- [Your task]:
Please write out, exactly as given, every line of the entries below up to and including the line with "Target: caiman eye".

Dataset entries:
========================================================================
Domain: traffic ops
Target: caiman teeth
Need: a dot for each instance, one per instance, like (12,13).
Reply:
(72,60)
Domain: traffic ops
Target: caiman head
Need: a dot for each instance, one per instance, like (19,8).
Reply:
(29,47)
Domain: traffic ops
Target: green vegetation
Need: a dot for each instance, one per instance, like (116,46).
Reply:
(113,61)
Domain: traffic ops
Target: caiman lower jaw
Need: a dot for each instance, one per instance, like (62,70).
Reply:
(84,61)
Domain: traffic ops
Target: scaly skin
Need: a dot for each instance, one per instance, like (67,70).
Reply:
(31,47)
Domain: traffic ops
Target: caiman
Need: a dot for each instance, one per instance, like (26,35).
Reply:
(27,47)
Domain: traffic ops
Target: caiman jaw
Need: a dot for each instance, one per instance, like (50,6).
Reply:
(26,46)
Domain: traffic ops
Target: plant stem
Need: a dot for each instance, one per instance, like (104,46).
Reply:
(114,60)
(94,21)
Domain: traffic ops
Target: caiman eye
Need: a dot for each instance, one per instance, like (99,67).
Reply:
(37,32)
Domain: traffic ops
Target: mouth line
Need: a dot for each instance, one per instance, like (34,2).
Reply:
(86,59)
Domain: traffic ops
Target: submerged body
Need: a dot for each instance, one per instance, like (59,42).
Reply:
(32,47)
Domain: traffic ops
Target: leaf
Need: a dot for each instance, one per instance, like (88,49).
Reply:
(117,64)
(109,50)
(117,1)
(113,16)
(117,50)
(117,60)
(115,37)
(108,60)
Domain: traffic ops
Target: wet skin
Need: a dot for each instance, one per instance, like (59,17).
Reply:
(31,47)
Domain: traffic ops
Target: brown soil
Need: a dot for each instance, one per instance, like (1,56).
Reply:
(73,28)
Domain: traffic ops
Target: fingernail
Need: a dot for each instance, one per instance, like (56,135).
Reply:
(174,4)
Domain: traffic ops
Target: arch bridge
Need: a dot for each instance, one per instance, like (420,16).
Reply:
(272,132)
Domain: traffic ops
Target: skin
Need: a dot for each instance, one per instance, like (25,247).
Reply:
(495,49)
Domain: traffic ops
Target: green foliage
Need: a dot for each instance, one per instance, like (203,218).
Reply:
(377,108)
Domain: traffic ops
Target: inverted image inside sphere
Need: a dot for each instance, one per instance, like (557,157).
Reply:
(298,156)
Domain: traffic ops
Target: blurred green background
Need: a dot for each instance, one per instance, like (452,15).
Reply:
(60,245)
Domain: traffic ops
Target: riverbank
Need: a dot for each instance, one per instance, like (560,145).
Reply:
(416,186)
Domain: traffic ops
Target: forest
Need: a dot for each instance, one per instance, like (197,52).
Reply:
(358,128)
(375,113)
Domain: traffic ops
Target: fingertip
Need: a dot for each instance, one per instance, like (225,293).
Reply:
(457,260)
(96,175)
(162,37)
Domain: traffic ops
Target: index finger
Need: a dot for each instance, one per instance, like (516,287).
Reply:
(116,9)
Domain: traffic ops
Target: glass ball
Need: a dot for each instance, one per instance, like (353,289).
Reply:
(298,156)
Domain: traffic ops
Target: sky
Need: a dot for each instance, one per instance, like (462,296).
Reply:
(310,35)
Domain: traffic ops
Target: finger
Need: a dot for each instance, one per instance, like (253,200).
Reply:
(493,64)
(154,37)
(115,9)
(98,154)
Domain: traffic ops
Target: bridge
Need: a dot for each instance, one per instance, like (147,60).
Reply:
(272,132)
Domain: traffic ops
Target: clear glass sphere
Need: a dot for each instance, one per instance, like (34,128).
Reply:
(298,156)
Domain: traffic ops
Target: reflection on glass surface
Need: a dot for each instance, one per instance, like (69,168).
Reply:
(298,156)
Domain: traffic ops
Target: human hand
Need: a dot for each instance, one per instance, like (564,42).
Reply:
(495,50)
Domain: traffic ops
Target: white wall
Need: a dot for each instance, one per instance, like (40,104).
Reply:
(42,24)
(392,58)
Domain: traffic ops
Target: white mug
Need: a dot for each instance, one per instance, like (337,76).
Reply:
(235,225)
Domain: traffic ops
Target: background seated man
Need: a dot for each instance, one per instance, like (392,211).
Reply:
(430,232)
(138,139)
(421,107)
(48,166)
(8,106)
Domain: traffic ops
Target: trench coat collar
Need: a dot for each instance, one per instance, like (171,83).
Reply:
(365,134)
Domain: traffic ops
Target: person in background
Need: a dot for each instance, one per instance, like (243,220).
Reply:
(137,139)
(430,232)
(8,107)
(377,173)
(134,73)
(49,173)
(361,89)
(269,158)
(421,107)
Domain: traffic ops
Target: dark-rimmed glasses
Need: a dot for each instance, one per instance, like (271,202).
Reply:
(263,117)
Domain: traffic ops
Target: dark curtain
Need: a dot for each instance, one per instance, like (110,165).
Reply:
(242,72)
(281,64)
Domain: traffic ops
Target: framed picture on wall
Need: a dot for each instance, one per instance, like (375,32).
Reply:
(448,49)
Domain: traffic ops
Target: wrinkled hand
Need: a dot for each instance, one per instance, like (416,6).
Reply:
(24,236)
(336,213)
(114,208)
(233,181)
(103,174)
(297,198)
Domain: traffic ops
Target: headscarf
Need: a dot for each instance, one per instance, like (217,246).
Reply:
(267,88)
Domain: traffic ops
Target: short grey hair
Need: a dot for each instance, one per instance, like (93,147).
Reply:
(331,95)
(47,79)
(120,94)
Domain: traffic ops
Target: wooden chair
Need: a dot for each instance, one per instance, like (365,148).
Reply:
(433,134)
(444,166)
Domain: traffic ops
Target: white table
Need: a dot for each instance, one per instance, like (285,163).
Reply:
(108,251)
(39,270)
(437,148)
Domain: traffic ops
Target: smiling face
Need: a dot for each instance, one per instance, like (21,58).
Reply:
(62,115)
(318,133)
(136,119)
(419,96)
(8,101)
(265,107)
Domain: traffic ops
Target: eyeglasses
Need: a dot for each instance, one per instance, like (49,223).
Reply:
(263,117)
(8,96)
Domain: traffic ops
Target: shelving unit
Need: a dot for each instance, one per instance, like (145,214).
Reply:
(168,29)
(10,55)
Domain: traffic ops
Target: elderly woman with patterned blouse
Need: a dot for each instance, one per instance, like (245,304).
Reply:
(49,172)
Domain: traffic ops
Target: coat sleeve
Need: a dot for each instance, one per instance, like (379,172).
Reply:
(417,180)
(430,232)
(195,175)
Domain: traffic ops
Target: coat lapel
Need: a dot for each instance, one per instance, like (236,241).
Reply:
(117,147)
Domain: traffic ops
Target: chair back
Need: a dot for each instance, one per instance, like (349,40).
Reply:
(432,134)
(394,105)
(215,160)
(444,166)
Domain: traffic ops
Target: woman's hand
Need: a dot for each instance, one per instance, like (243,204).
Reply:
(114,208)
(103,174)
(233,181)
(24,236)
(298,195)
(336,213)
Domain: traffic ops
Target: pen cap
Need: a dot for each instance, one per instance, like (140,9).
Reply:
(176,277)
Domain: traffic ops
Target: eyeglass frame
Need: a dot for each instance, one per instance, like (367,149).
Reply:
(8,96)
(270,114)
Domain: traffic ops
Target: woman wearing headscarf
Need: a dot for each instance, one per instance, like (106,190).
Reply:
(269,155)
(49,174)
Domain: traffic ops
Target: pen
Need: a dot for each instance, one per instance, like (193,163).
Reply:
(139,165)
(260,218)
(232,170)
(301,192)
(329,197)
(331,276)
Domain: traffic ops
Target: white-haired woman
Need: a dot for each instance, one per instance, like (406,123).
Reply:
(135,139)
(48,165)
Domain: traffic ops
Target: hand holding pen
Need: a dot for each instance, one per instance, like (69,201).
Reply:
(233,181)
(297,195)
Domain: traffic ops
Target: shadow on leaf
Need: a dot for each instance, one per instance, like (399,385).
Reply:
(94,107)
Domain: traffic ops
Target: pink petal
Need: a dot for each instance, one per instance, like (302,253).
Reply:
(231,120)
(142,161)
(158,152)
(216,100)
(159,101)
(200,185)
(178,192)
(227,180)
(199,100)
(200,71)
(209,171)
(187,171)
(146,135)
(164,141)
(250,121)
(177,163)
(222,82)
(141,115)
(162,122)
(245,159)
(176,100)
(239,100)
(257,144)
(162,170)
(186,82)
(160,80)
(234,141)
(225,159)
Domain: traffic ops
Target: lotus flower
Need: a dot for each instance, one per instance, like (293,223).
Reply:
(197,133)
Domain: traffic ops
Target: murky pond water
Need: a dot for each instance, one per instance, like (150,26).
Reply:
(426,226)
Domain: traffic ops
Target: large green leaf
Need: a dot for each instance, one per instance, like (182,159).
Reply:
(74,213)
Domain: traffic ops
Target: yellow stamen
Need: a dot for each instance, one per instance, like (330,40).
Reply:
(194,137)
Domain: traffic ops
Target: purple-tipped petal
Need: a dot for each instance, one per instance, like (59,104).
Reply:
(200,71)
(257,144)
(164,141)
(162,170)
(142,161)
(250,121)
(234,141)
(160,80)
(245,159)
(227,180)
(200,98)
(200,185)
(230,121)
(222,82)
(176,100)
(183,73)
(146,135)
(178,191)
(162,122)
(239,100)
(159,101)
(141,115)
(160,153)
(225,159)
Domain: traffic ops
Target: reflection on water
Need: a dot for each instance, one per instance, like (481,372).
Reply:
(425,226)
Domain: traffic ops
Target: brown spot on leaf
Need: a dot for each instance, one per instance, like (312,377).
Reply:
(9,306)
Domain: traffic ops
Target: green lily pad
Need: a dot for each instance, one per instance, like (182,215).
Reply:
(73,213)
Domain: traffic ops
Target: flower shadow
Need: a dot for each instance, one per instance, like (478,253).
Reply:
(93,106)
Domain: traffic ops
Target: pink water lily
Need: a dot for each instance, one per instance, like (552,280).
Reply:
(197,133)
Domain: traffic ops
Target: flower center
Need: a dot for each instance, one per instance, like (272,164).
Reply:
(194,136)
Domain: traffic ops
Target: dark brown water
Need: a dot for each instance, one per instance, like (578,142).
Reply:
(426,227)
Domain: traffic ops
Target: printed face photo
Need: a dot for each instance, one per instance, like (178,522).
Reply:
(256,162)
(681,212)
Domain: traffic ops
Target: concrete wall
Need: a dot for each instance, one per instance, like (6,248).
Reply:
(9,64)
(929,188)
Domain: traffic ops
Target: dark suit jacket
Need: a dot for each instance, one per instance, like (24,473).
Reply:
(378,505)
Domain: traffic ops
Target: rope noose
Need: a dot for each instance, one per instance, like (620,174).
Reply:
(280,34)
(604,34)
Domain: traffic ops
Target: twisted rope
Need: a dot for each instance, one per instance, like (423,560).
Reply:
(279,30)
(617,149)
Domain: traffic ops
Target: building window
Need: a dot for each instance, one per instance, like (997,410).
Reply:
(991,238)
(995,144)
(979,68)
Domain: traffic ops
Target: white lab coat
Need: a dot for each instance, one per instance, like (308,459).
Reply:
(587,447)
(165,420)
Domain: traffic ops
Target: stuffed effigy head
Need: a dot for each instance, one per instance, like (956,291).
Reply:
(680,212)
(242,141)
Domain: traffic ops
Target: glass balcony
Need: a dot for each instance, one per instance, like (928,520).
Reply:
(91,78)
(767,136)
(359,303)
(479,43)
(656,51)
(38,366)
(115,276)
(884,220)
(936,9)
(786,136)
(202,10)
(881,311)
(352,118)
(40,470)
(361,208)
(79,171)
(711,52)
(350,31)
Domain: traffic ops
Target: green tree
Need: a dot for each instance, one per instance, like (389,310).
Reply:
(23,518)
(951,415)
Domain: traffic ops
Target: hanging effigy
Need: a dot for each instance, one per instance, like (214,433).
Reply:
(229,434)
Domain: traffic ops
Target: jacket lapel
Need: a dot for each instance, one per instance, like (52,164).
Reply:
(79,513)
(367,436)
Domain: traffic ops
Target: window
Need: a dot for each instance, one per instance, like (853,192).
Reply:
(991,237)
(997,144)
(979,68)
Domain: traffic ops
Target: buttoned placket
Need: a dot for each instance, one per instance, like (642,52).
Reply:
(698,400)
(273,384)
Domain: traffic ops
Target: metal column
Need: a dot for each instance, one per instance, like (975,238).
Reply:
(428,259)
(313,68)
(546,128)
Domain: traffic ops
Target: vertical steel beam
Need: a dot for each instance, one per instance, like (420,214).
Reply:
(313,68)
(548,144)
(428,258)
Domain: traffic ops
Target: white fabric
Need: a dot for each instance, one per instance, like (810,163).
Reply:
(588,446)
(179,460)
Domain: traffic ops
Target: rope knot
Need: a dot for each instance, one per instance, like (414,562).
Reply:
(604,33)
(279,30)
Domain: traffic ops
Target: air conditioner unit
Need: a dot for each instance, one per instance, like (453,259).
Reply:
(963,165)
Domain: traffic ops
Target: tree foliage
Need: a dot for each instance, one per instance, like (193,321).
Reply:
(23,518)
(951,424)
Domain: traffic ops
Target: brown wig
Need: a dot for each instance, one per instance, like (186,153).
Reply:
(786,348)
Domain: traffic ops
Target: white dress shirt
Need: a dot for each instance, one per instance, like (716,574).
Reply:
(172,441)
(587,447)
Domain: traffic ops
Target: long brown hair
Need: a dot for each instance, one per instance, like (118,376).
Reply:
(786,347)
========================================================================
- [Exercise response]:
Domain: traffic ops
Target: caiman teeth
Need: a dot for each instance, one per instance, like (12,13).
Reply:
(72,60)
Domain: traffic ops
Target: caiman head
Need: a dot for each instance, one per instance, like (19,8).
Reply:
(29,47)
Domain: traffic ops
Target: green vegetation
Need: a dot for each instance, one per instance, like (116,46).
Reply:
(113,61)
Domain: traffic ops
Target: caiman lower jaw
Need: a dot for each instance, one per instance, like (62,70).
Reply:
(84,61)
Domain: traffic ops
Target: scaly skin
Need: a dot for each instance, one per instance, like (67,70).
Reply:
(31,47)
Domain: traffic ops
Target: caiman
Need: a dot for each instance, one per instance, like (26,35).
Reply:
(27,47)
Domain: traffic ops
Target: caiman jaw
Need: a dot for each instance, one per instance, like (50,6).
Reply:
(26,46)
Domain: traffic ops
Target: plant stem
Need: a dot for each instance, one per instance, like (104,46).
Reply:
(114,60)
(94,21)
Domain: traffic ops
Target: caiman eye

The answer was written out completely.